• [INSTRUCTIONS FOR THE TASK]: Each and every line of the data must appear exactly as given.

Referring expression data

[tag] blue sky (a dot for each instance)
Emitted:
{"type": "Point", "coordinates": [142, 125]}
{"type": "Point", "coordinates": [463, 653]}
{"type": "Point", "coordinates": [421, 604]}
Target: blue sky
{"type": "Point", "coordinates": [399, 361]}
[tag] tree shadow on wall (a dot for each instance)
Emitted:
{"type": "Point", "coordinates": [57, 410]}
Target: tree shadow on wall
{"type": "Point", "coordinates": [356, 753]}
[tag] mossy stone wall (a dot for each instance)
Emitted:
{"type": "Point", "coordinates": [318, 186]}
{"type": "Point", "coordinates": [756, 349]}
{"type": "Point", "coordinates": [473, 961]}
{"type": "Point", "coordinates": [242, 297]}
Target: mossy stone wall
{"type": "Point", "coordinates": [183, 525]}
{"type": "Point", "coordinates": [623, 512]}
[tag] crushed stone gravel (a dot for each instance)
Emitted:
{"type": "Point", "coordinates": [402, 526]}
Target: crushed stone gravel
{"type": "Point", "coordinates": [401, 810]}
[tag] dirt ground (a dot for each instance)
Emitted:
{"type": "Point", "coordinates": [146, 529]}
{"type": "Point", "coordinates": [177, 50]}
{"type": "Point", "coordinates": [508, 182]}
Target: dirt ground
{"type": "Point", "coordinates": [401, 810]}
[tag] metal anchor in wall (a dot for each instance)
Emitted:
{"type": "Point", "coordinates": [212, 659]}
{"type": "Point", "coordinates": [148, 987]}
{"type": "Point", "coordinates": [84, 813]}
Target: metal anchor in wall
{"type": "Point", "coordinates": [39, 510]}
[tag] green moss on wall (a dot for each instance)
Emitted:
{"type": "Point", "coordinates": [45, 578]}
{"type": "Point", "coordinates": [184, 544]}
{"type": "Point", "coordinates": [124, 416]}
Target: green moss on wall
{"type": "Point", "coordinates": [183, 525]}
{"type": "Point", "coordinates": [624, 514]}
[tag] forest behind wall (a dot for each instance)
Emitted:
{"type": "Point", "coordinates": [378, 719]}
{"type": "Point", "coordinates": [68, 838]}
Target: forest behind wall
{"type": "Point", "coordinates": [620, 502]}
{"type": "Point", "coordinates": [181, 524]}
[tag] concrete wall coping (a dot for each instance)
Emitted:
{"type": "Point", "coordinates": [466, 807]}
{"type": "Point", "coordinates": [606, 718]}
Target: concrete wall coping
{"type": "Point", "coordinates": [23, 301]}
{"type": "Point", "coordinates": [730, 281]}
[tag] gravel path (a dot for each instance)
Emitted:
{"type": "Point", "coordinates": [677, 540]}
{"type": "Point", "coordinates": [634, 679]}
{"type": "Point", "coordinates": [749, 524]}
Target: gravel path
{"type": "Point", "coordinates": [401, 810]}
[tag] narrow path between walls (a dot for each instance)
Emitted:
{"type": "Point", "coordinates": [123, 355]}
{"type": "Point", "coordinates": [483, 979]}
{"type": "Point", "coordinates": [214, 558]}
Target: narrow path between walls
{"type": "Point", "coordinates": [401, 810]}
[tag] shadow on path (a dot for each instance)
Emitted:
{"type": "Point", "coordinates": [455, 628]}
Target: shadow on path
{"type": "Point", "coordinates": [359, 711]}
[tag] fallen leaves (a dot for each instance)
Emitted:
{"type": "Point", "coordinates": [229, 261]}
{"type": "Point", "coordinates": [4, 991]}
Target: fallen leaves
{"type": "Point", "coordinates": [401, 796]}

• [ANSWER TO THIS PROBLEM]:
[tag] blue sky (a dot for each instance)
Emitted:
{"type": "Point", "coordinates": [142, 125]}
{"type": "Point", "coordinates": [463, 653]}
{"type": "Point", "coordinates": [421, 604]}
Target: blue sky
{"type": "Point", "coordinates": [399, 361]}
[tag] tree shadow on wall (a dot for each instance)
Emitted:
{"type": "Point", "coordinates": [57, 410]}
Target: tree shadow on wall
{"type": "Point", "coordinates": [356, 753]}
[tag] mossy stone wall (a dot for each instance)
Emitted:
{"type": "Point", "coordinates": [318, 186]}
{"type": "Point", "coordinates": [756, 349]}
{"type": "Point", "coordinates": [473, 961]}
{"type": "Point", "coordinates": [242, 297]}
Target: mossy stone wall
{"type": "Point", "coordinates": [183, 525]}
{"type": "Point", "coordinates": [623, 512]}
[tag] crushed stone gravel (a dot for each instance)
Emitted:
{"type": "Point", "coordinates": [402, 526]}
Target: crushed stone gravel
{"type": "Point", "coordinates": [401, 810]}
[tag] dirt ground (a dot for each instance)
Emitted:
{"type": "Point", "coordinates": [146, 529]}
{"type": "Point", "coordinates": [177, 50]}
{"type": "Point", "coordinates": [508, 182]}
Target: dirt ground
{"type": "Point", "coordinates": [401, 810]}
[tag] metal anchor in wall (a dot for each instance)
Emitted:
{"type": "Point", "coordinates": [212, 659]}
{"type": "Point", "coordinates": [148, 987]}
{"type": "Point", "coordinates": [84, 813]}
Target: metal anchor in wall
{"type": "Point", "coordinates": [39, 510]}
[tag] green moss on wall (a dot for each instance)
Emitted:
{"type": "Point", "coordinates": [45, 578]}
{"type": "Point", "coordinates": [184, 544]}
{"type": "Point", "coordinates": [124, 416]}
Target: green moss on wall
{"type": "Point", "coordinates": [183, 525]}
{"type": "Point", "coordinates": [624, 514]}
[tag] forest behind wall (a dot for each instance)
Emitted:
{"type": "Point", "coordinates": [378, 719]}
{"type": "Point", "coordinates": [68, 838]}
Target: forest behind wall
{"type": "Point", "coordinates": [620, 502]}
{"type": "Point", "coordinates": [181, 524]}
[tag] concrete wall coping (a dot for each instance)
Emitted:
{"type": "Point", "coordinates": [466, 807]}
{"type": "Point", "coordinates": [606, 718]}
Target: concrete wall coping
{"type": "Point", "coordinates": [23, 301]}
{"type": "Point", "coordinates": [730, 281]}
[tag] gravel path (a dot for each instance)
Emitted:
{"type": "Point", "coordinates": [677, 540]}
{"type": "Point", "coordinates": [634, 679]}
{"type": "Point", "coordinates": [749, 524]}
Target: gravel path
{"type": "Point", "coordinates": [401, 810]}
[tag] narrow path between walls (a dot for each instance)
Emitted:
{"type": "Point", "coordinates": [123, 355]}
{"type": "Point", "coordinates": [483, 979]}
{"type": "Point", "coordinates": [214, 558]}
Target: narrow path between walls
{"type": "Point", "coordinates": [401, 810]}
[tag] shadow on path (a dot for each instance)
Emitted:
{"type": "Point", "coordinates": [455, 628]}
Target: shadow on path
{"type": "Point", "coordinates": [359, 711]}
[tag] fallen leaves (a dot for each instance)
Emitted:
{"type": "Point", "coordinates": [229, 261]}
{"type": "Point", "coordinates": [4, 991]}
Target: fallen leaves
{"type": "Point", "coordinates": [401, 796]}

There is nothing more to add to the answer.